# Work to be completed:
Copy out the entries below word for word, from the line that contains "Mark every instance of the speckled" through the line that contains "Mark every instance of the golden", both of those lines included.

# Extracted records:
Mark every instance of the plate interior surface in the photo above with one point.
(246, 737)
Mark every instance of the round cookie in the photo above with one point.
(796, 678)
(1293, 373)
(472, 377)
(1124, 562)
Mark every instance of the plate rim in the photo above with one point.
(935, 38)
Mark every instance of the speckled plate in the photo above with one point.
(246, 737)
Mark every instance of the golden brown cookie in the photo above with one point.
* * *
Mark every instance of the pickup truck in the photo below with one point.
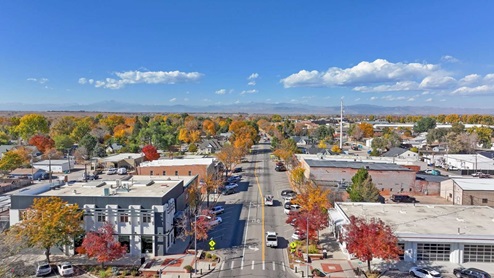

# Exercise result:
Mark every instance of the speckled plate in the photo above with one point.
(246, 737)
Mark every instance of the golden brown cookie in the photo above with one point.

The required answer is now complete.